#### Exercise prompt
Rewrite the section of the listing that begins with the line containing "box every tree" and runs through the end of the listing, both ends included, keeping every line and request but scaling each bounding-box coordinate in the answers by 0.55 and rounding it to a whole number, with halves rounded up. Give only those lines.

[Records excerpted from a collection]
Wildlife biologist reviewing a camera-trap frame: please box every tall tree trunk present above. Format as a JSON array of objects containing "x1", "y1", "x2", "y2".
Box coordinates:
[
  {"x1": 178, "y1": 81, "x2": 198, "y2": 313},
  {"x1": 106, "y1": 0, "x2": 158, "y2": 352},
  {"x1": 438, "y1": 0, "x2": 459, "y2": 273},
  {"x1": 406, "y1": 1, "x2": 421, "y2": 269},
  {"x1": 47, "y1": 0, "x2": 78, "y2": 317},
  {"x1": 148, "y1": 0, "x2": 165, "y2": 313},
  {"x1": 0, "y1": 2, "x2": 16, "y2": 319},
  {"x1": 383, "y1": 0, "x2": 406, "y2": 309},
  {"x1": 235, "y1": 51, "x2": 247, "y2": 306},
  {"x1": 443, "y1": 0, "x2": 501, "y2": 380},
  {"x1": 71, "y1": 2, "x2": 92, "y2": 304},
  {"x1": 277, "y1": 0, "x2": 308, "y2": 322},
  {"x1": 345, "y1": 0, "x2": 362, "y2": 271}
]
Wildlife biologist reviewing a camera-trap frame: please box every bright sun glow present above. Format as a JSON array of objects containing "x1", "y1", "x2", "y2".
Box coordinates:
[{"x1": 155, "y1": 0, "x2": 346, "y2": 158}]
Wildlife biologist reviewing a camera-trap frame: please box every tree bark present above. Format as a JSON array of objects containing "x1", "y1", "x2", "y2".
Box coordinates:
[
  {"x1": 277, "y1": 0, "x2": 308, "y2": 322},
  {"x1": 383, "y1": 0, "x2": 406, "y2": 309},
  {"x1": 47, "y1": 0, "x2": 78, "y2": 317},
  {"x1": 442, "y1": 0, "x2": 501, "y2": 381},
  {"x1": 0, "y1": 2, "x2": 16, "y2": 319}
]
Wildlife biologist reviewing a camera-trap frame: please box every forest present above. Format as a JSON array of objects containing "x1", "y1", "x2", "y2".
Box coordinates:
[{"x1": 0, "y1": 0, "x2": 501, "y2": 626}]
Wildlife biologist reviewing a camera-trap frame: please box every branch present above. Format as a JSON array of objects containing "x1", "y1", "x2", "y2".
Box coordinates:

#### Complete answer
Wildlife biologist reviewing a camera-trap frame: please box every tree bark present above. Format as a JSON array of objects containing "x1", "y1", "x2", "y2".
Box coordinates:
[
  {"x1": 152, "y1": 0, "x2": 169, "y2": 177},
  {"x1": 211, "y1": 0, "x2": 223, "y2": 170},
  {"x1": 26, "y1": 0, "x2": 43, "y2": 174},
  {"x1": 243, "y1": 0, "x2": 276, "y2": 210},
  {"x1": 0, "y1": 1, "x2": 9, "y2": 175}
]
Wildlife biologist reviewing a camera-trap frame: please box every forest present above. Format as a JSON array of objects containing "x1", "y1", "x2", "y2".
Box coordinates:
[{"x1": 0, "y1": 0, "x2": 276, "y2": 344}]
Wildlife biologist reviewing a camera-trap frame: please box every branch present above. Format as a JSON array of objects containing "x1", "y1", "x2", "y2".
Box coordinates:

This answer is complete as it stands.